WHAT YOU NEED TO DO ->
Nothing should be left out: output all of the entries exactly.

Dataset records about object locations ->

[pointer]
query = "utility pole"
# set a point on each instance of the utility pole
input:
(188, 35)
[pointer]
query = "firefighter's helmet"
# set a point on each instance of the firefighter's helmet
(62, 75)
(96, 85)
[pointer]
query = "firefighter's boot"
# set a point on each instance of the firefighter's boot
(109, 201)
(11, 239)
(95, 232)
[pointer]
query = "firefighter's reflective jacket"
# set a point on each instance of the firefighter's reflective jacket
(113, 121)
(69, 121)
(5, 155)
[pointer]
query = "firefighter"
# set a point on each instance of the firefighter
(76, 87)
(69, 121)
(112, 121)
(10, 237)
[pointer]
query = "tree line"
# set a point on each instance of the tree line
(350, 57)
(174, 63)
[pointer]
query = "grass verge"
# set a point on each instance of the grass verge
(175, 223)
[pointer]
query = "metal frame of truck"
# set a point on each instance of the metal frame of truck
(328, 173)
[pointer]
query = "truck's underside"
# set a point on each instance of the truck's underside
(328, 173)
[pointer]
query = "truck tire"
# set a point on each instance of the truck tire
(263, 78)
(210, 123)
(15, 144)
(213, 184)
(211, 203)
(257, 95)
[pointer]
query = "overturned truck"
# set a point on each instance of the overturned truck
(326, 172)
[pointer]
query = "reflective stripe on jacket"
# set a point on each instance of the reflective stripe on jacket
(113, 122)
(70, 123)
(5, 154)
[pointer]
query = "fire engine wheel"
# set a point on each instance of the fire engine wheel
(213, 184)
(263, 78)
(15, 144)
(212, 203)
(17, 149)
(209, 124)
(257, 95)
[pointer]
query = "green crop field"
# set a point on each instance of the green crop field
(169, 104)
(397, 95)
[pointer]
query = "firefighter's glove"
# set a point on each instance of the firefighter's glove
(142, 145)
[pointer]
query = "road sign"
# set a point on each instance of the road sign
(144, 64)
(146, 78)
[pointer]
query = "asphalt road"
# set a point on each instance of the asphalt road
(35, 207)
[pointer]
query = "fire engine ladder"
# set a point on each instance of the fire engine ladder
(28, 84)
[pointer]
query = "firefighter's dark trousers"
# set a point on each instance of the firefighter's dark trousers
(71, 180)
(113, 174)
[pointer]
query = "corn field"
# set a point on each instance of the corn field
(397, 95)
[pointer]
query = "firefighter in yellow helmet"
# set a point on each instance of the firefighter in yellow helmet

SOLUTION TO THE EXERCISE ->
[pointer]
query = "utility pole"
# set a point on each instance of the utility pole
input:
(188, 35)
[pointer]
query = "firefighter's helmet"
# set a point on each instance of the firefighter's helmet
(62, 75)
(96, 85)
[pointer]
query = "firefighter's boot"
# set a point on each instance of the firefighter's boot
(109, 201)
(11, 239)
(95, 232)
[pointer]
query = "firefighter's reflective jacket"
# set a point on each instance of the firefighter's reflective jacket
(113, 121)
(69, 121)
(5, 155)
[pointer]
query = "firefighter"
# set a point on each instance of the firefighter
(76, 87)
(69, 121)
(112, 121)
(10, 237)
[pointer]
query = "tree line"
# set a point on each instance of the tree line
(350, 57)
(174, 63)
[pointer]
query = "grass verge"
# set a point on each instance of the grass verge
(175, 223)
[pointer]
query = "metal frame of truck"
# set a point on each instance of the metal frame of truck
(328, 173)
[pointer]
query = "truck's underside"
# set a point on each instance of the truck's underside
(328, 173)
[pointer]
query = "truck tire"
# set a point on each instance of the truck tire
(263, 78)
(210, 123)
(15, 144)
(213, 184)
(211, 203)
(257, 95)
[pointer]
query = "overturned truck"
# set a point on each instance of the overturned truck
(326, 172)
[pointer]
query = "reflective stripe on jacket"
# set a point on each instance of the reflective stripe on jacket
(113, 122)
(70, 123)
(5, 154)
[pointer]
query = "fire engine wheel"
# set a point on each instance of the fire engine wheel
(213, 184)
(263, 78)
(15, 144)
(212, 203)
(17, 149)
(209, 124)
(257, 95)
[pointer]
query = "green crop field"
# set a point on each instance of the green crop field
(169, 104)
(397, 95)
[pointer]
query = "firefighter's glove"
# set a point on each instance of the firefighter's glove
(142, 145)
[pointer]
query = "road sign"
# set a point on each instance of the road sign
(144, 64)
(146, 78)
[pointer]
query = "asphalt road"
# set a point on each instance of the asphalt road
(35, 207)
[pointer]
query = "fire engine ladder"
# set a point on each instance of the fire engine ladder
(28, 84)
[pointer]
query = "firefighter's dark trousers"
# set a point on each instance of the firefighter's dark trousers
(71, 180)
(113, 174)
[pointer]
query = "corn field"
# set a point on each instance of the corn field
(397, 95)
[pointer]
query = "firefighter in yellow helmet"
# set a point on each instance of the firefighter in yellow helmet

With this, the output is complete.